TEKS BACAAN -
══════════════════════════════

Sebelum Hindu, Agama Apa yang Dianut oleh Penduduk di Nusantara Ini? Begini Penjelasannya

26 Oktober 2022, 21:50 WIB
Sebuah agama yang diyakini banyak dipeluk penduduk Nusantara sebelum Hindu /

BERITA BANTUL – Sebelum Hindu, agama apa yang dianut oleh penduduk di Nusantara ini? Begini penjelasannya.

Agama Hindu dikenal sebagai agama yang sangat tua di dunia. Bahkan awal mula keberadaannya pun sulit dilacak.

Hindu juga menjadi agama yang pernah dan masih dianut oleh penduduk Nusantara ini. Akan tetapi, ternyata ada agama sebelum Hindu yang dipeluk oleh mereka.

Meskipun Hindu merupakan agama yang sangat tua, rupanya ada sebuah agama atau keyakinan yang dipercaya sebagai kepercayaan masyarakat Nusantara.

Baca Juga: Sebuah Kerajaan di Sumatra Ternyata Pernah Mengutus Dua Orang Delegasi ke Madinah untuk Menemui Nabi Muhammad

Penduduk Nusantara, khususnya di Jawa, telah mengenal sebuah keyakinan kuno yang diperkirakan sebagai agama asli Jawa.

Sebagaimana yang dilaporkan oleh Suwardi yang dikutip oleh Muhammad Sulton Fatoni dalam bukunya yang berjudul Buku Pintar Islam Nusantara (Pustaka Iman, 2017), disebutkan orang-orang Nusantara sebelum Hindu meyakini bahwa setelah kematian, jiwa akan ada kehidupan yang kekal di alam roh.

Bagi orang Jawa kuno, keyakinan ini tidak lain merupakan agama Jawa asli. Mereka percaya bahwa jenazah yang dikubur menghadap arah utara dan jiwanya disembahyangkan, kelak jiwa itu akan kembali ke asal-usulnya.

Dengan demikian, secara pasti ada hubungan antara jiwa seseorang yang mati melalui makam yang ia difungsikan sebagai medium menyembahyangkan dan representasi kematian seseorang.

Baca Juga: Dua Ras Utama di Kepulauan Nusantara: Austronesia dan Melanesia

Penduduk Nusantara ini di zaman Pleistosen akhir sudah mengenal peradaban, termasuk yang berkaitan dengan agama.

Semua aktivitas ekonomi dan budaya sejak zaman batu sampai zaman logam menunjukkan pada tanda-tanda adanya hubungan integral antara kebudayaan dengan agama.

══════════════════════════════

DATA YANG DIBERIKAN -
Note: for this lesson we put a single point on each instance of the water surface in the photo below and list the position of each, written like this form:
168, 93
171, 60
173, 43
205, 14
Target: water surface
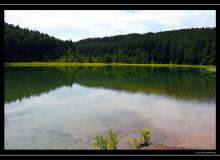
65, 108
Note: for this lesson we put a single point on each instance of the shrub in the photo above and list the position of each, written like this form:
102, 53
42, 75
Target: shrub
107, 144
100, 142
134, 144
145, 134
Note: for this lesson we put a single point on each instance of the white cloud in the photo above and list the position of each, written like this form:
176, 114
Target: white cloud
79, 24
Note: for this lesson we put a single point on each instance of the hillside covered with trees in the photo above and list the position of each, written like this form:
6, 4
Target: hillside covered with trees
185, 46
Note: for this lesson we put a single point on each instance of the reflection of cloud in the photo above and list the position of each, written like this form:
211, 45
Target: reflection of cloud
84, 112
80, 24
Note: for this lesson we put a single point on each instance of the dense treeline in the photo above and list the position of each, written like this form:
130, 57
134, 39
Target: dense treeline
185, 46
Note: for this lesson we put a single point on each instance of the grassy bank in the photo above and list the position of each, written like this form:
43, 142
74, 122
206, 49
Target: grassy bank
53, 64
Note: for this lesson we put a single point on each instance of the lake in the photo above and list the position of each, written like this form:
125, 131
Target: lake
67, 107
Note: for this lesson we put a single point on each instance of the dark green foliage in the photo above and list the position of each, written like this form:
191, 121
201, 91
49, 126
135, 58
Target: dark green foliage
107, 144
185, 46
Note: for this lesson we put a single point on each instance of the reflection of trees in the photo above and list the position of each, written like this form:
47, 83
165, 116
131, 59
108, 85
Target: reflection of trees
26, 82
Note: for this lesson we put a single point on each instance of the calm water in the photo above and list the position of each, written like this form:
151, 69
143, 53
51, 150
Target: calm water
65, 108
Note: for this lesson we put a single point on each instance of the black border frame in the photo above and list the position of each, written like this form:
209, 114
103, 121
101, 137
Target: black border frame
99, 152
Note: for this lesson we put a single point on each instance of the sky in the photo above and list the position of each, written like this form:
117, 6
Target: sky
81, 24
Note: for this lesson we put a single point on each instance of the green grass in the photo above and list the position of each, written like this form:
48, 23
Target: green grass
54, 64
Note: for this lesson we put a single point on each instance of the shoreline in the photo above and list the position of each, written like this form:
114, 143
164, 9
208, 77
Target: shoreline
208, 68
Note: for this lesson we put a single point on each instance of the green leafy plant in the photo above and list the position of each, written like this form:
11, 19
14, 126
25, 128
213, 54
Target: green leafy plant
145, 134
100, 142
112, 142
107, 144
134, 144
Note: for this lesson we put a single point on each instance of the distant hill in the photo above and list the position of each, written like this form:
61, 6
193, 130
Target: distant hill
185, 46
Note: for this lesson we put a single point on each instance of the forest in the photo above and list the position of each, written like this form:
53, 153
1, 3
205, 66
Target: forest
184, 46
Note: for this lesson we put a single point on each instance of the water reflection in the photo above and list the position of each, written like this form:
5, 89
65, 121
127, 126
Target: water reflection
70, 117
184, 84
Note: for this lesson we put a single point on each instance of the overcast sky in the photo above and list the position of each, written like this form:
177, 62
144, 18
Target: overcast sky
81, 24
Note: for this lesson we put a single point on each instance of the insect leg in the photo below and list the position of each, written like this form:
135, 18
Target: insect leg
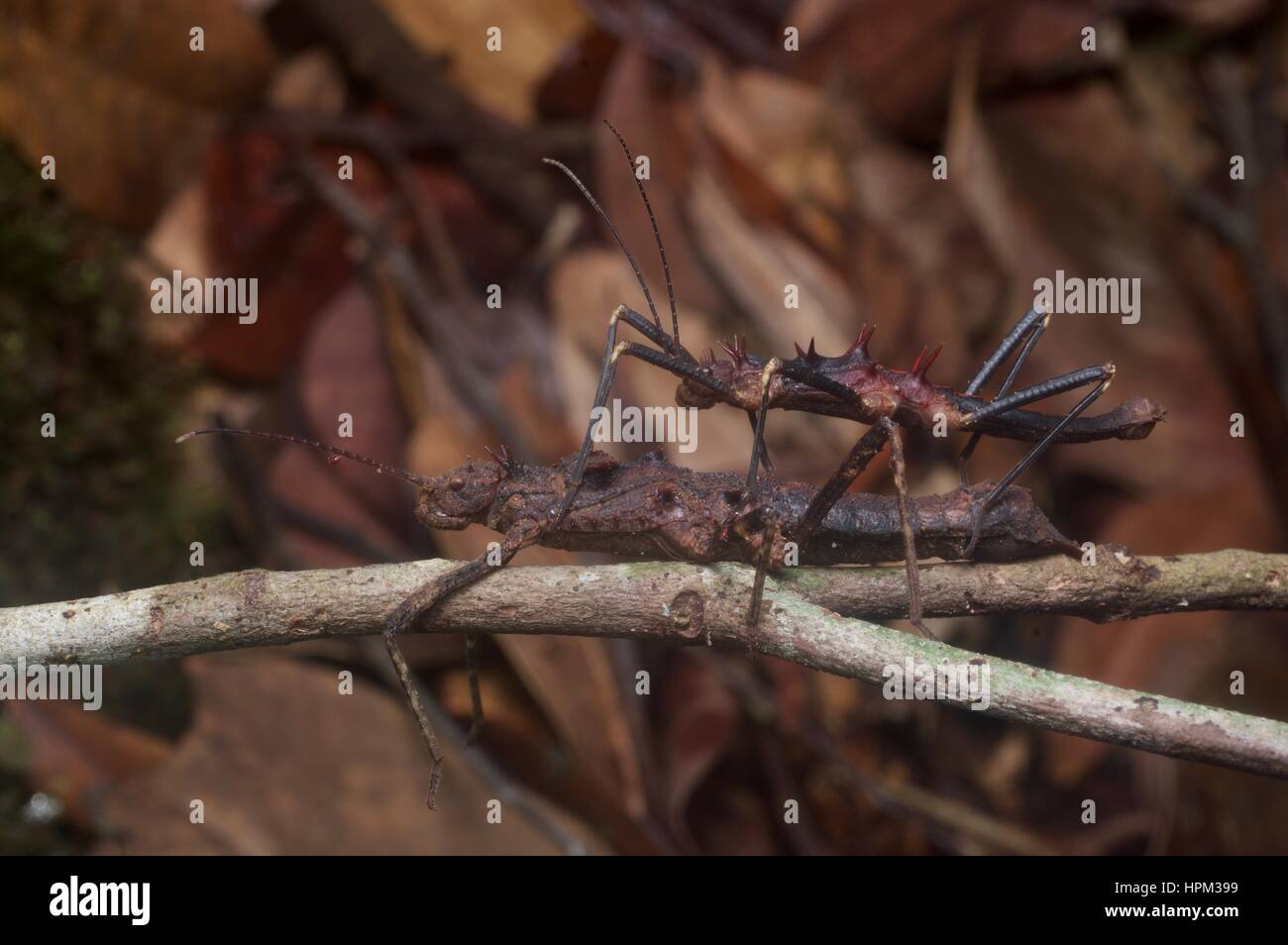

══════════════════════════════

TUGAS -
a) Salin bagian artikel tentang agama sebelum Hindu, mulai dari "Baca Juga: Sebuah" dan berakhir di "kembali ke asal-usulnya.".
b) Jawab pertanyaan berikut berdasarkan artikel tentang agama sebelum Hindu:
(i) Menghadap ke arah mana jenazah dikubur menurut kepercayaan orang Jawa kuno?
(ii) Siapa penulis buku Buku Pintar Islam Nusantara?
(iii) Sejak zaman apa penduduk Nusantara disebut sudah mengenal peradaban?

JAWABAN TUGAS -
a)
Baca Juga: Sebuah Kerajaan di Sumatra Ternyata Pernah Mengutus Dua Orang Delegasi ke Madinah untuk Menemui Nabi Muhammad

Penduduk Nusantara, khususnya di Jawa, telah mengenal sebuah keyakinan kuno yang diperkirakan sebagai agama asli Jawa.

Sebagaimana yang dilaporkan oleh Suwardi yang dikutip oleh Muhammad Sulton Fatoni dalam bukunya yang berjudul Buku Pintar Islam Nusantara (Pustaka Iman, 2017), disebutkan orang-orang Nusantara sebelum Hindu meyakini bahwa setelah kematian, jiwa akan ada kehidupan yang kekal di alam roh.

Bagi orang Jawa kuno, keyakinan ini tidak lain merupakan agama Jawa asli. Mereka percaya bahwa jenazah yang dikubur menghadap arah utara dan jiwanya disembahyangkan, kelak jiwa itu akan kembali ke asal-usulnya.

b)
(i) Ke arah utara.
(ii) Muhammad Sulton Fatoni.
(iii) Sejak zaman Pleistosen akhir.